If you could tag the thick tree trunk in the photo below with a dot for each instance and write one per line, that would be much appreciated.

---

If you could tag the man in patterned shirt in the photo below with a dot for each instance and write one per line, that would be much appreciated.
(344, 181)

==

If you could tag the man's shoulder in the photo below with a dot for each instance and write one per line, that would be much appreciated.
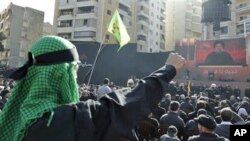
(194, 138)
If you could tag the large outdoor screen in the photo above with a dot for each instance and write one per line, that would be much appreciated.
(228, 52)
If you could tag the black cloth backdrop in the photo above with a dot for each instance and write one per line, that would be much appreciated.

**Task item:**
When copying from the data above, print only the lines from the line containing "If you could tag the man's" to the line containing "If you could tag the black", exactly, and leave the pictures out.

**Expected answer:**
If you could tag the man's shoulder in the photo below with a dot for each instance and write one per line, that would be much appreciated.
(194, 138)
If you could tag the large outdoor screen in the photo above with a dot for each instance and write one per line, that would be much appreciated.
(228, 52)
If you could tag the black cloth backdrop in the photo above with a dot for each instance and write one per line, that would be much appreciated.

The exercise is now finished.